* [Exercises to complete]:
(a) Reproduce the section of the passage about the Tinaroo dam starting with "After the dam" and going on through "removed in time.", putting "earthmoving machinery" in place of "construction equipment".
(b) Write the next part of the passage about the Tinaroo dam, picking up after its final sentence.

* [Document text]:
The dam wall, constructed with 223000 e3m3 of concrete, is 42 m high and 533 m long. The maximum water depth is 41.8 m and at 100% capacity the dam wall impounds enough water from the Barron River to create a lake approximately 75% the size of Sydney Harbour with a capacity of 438919 ML of water at 670 m AHD. The surface area of the Lake Tinaroo is 3500 ha and the catchment area is 545 km2. The ungated, central ogee spillway is capable of discharging 1160 m3/s. Two 500 mm radial gates serve as irrigation outlets that yields 205000 ML annually. In addition, one 500 mm core valve serves as an outlet for the Barron River.

After the dam was completed in 1958, there was expected to be another few months before the annual rains to do some final earthworks at the base of the dam, and to clear out the final settlements in the area. Unfortunately the rains began earlier than expected and to this day there are still some pieces of large construction equipment under water at the base of the dam wall, because they were not able to be removed in time.

* [Study material]:
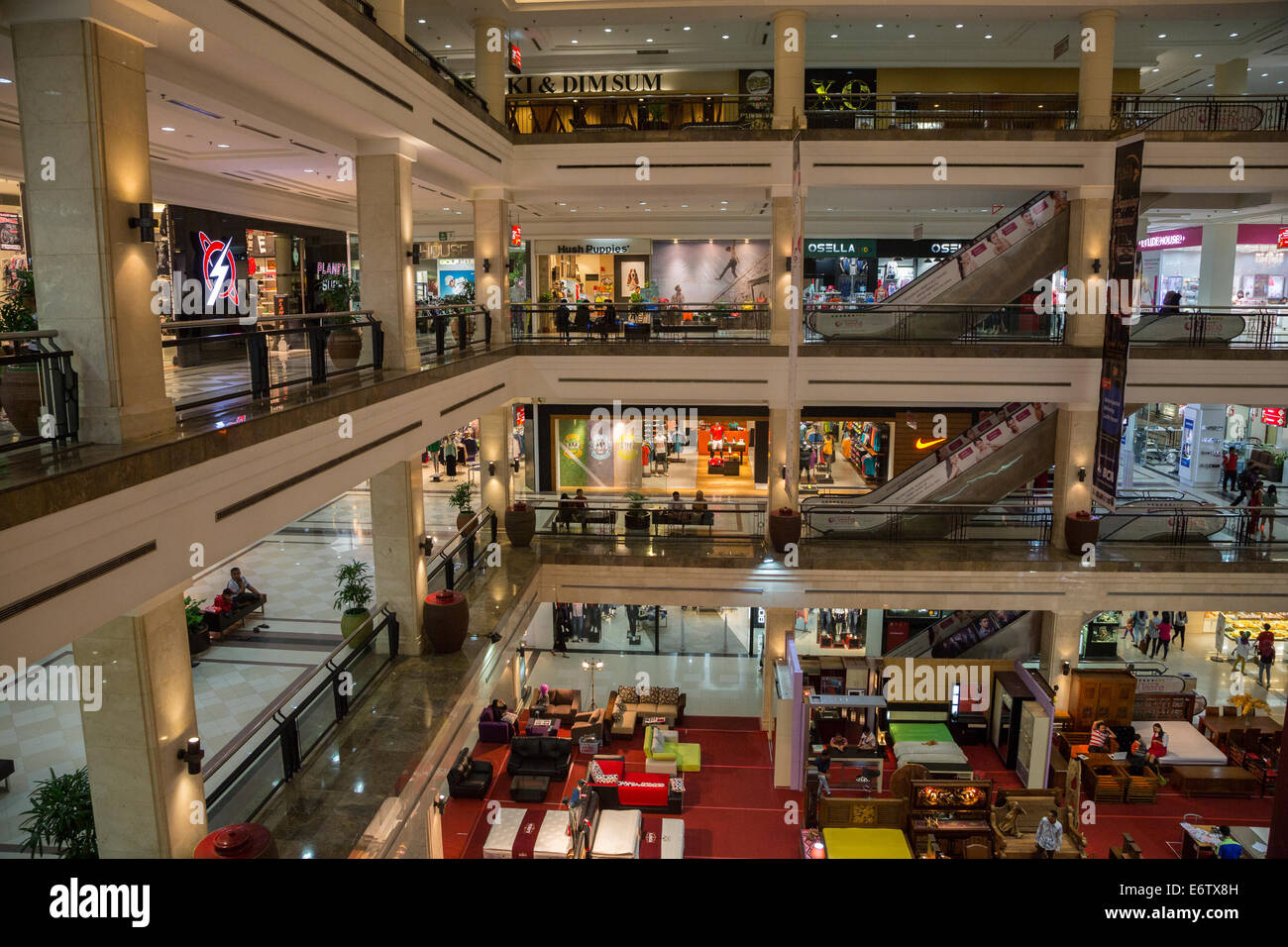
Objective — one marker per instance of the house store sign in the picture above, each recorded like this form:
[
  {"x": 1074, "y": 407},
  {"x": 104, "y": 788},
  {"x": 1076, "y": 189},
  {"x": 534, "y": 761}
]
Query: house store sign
[{"x": 581, "y": 85}]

* [Outputs in order]:
(a)
After the dam was completed in 1958, there was expected to be another few months before the annual rains to do some final earthworks at the base of the dam, and to clear out the final settlements in the area. Unfortunately the rains began earlier than expected and to this day there are still some pieces of large earthmoving machinery under water at the base of the dam wall, because they were not able to be removed in time.

(b)
In 2011 the dam's operator, SunWater, completed improvements that included work on both the main dam wall and the saddle dam. The main dam wall was reinforced with the insertion of steel cable anchors within the wall and the addition of a concrete protection slab along the downstream base of the dam wall. The height of the saddle dam was increased by 30 cm and filters zones, designed to minimise damage caused by seepage during a flood event, was placed on the downstream face.

==History==
James Mulligan was the first European explorer and prospector to visit the tablelands in 1875. The area is now called the Atherton Tablelands after John Atherton who settled at Emerald End Station, at the junction of Emerald Creek and the Barron River. It is reported through popular legend that upon discovering alluvial tin at the headwaters of the creek, Atherton shouted "Tin, Harroo!!" to his prospecting mate.

In 1952, the Tinaroo Dam and Mareeba-Dimbulah Irrigation Scheme was approved by the Queensland Government. Construction on the dam was started in 1953 and completed in 1958, at a cost of A$12.666 million. When the dam was filled in 1959, the old township of Kulara near Yungaburra went underwater, and all of the residents relocated to Yungaburra and surrounding towns. The area around Kulara was among the last to flood when the dam filled. However, being on higher ground, the school building was not flooded and became a private residence at 85 Backshall Road (now in Barrine, ).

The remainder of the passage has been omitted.